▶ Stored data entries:
[Start of Attachment]

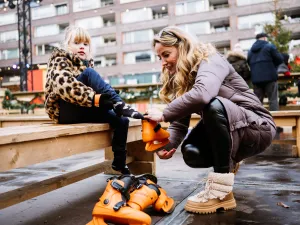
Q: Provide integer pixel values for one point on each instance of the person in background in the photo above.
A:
(234, 124)
(263, 59)
(285, 67)
(76, 93)
(238, 60)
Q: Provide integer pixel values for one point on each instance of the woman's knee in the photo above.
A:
(124, 121)
(214, 112)
(90, 72)
(192, 156)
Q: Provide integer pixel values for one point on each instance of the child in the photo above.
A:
(76, 93)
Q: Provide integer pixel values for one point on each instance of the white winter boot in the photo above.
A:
(217, 194)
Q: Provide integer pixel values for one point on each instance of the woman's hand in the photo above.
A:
(154, 114)
(164, 154)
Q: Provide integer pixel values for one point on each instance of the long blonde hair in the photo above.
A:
(80, 35)
(190, 54)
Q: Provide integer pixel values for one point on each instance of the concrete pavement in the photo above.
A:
(260, 184)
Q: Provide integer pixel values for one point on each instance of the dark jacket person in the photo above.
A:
(263, 59)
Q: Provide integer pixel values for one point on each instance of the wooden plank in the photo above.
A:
(37, 182)
(287, 142)
(40, 150)
(285, 113)
(36, 132)
(298, 136)
(285, 121)
(31, 152)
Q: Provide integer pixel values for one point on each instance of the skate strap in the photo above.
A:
(119, 205)
(153, 186)
(121, 189)
(157, 127)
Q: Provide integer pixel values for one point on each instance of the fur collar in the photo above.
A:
(58, 52)
(236, 54)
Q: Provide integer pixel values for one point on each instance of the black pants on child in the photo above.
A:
(71, 113)
(209, 143)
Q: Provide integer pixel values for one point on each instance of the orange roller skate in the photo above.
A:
(154, 136)
(112, 205)
(149, 193)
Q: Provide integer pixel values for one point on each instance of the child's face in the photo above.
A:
(82, 49)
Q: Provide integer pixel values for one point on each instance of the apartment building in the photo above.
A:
(122, 30)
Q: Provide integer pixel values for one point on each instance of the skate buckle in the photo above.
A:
(119, 205)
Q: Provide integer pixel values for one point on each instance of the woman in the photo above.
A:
(234, 125)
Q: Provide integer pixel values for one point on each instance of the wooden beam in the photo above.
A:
(46, 182)
(285, 121)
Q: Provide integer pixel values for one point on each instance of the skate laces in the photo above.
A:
(204, 195)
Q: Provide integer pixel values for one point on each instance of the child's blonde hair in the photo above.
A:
(79, 34)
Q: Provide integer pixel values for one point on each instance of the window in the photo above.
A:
(49, 30)
(106, 60)
(246, 44)
(9, 54)
(250, 2)
(8, 18)
(136, 15)
(61, 9)
(251, 21)
(82, 5)
(48, 11)
(197, 28)
(9, 36)
(43, 12)
(188, 7)
(46, 48)
(90, 23)
(138, 36)
(100, 41)
(127, 1)
(136, 57)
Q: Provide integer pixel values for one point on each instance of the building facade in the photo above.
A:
(122, 30)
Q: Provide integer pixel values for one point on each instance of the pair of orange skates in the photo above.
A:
(125, 198)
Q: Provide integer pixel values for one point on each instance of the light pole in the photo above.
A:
(25, 39)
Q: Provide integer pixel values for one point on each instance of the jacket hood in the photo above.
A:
(236, 54)
(259, 44)
(58, 52)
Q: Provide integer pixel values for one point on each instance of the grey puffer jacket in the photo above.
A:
(216, 78)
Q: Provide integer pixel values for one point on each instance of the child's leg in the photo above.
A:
(120, 126)
(196, 149)
(91, 78)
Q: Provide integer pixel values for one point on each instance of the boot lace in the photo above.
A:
(204, 195)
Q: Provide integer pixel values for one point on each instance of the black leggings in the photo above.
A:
(209, 143)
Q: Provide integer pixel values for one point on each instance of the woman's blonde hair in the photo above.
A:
(190, 54)
(79, 34)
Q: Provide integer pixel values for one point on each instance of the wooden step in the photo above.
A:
(27, 145)
(20, 184)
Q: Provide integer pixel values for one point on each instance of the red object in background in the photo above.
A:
(297, 60)
(288, 73)
(35, 81)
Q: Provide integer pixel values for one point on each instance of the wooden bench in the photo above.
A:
(281, 118)
(40, 158)
(289, 119)
(22, 120)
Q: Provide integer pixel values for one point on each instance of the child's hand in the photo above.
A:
(155, 115)
(164, 154)
(121, 109)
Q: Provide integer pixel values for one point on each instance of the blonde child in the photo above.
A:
(76, 93)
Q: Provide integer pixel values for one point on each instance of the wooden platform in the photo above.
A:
(40, 158)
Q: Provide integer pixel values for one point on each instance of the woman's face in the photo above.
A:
(168, 57)
(81, 49)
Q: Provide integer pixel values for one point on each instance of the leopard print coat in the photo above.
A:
(63, 68)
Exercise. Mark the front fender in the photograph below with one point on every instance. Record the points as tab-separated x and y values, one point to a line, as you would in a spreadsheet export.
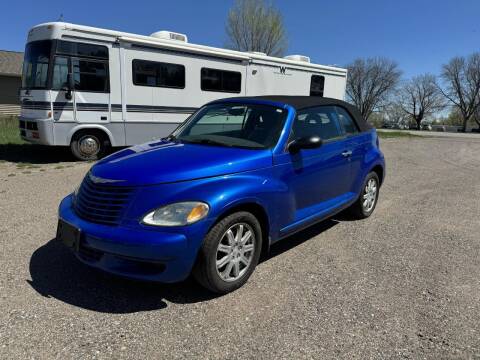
222	193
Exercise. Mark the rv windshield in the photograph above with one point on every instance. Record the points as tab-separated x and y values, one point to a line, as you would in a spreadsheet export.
35	65
251	126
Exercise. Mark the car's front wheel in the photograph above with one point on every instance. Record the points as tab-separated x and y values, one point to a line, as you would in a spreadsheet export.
229	253
367	201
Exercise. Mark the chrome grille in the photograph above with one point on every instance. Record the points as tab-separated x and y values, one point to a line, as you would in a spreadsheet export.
102	203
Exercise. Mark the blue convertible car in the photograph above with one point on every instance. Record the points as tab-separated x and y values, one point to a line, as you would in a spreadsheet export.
239	175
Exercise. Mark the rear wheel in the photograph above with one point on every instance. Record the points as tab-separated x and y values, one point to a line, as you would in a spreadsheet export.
89	145
367	201
229	253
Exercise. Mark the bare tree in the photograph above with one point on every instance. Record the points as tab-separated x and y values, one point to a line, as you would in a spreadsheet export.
370	82
420	97
462	85
255	25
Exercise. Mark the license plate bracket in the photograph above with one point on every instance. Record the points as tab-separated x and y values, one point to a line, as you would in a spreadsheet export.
68	234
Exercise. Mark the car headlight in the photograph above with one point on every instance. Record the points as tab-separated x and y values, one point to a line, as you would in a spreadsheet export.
177	214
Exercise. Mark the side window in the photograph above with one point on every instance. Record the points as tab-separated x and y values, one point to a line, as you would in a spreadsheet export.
317	85
347	122
158	74
90	75
320	121
221	80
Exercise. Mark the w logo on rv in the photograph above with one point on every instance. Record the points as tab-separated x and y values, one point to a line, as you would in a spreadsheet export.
282	70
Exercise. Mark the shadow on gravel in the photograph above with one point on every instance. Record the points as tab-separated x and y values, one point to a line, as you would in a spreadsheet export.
57	273
35	154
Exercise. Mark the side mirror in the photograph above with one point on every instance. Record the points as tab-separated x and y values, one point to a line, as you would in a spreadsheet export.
309	142
68	88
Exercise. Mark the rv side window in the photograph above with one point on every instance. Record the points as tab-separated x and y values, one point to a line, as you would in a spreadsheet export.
151	73
221	80
317	85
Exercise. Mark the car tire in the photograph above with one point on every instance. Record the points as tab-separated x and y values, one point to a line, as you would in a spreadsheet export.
223	248
367	200
89	145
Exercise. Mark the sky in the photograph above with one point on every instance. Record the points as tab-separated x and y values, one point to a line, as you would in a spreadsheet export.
420	35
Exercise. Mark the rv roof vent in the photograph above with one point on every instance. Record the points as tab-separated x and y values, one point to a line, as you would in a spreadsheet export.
298	58
169	35
257	53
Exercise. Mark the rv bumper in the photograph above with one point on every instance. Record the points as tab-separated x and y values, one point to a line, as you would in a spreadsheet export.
37	131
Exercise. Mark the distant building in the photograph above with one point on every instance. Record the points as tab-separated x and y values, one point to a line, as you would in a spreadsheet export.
10	81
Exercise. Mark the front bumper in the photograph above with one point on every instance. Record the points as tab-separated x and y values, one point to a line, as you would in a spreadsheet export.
134	252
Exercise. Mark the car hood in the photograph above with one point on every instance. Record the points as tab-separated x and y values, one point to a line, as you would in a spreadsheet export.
166	162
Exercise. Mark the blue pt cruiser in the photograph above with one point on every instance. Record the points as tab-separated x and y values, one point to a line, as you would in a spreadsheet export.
239	175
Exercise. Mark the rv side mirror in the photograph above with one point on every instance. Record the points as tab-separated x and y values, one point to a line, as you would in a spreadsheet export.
68	87
309	142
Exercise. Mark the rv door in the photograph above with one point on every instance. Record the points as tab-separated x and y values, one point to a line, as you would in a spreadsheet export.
62	90
91	90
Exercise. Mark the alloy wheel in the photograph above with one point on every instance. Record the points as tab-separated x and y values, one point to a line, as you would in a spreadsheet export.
235	252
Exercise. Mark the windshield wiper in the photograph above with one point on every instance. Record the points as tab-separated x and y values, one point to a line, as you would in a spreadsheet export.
208	142
169	138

[End of Attachment]

▶ What the task asks: Report each line above that includes the string "boot".

▶ Output:
Q: Provide integer pixel values for one point on each instance of the white winter boot in the photo above.
Q: Provide integer pixel values for one point on each instance of the boot lace in the photo above.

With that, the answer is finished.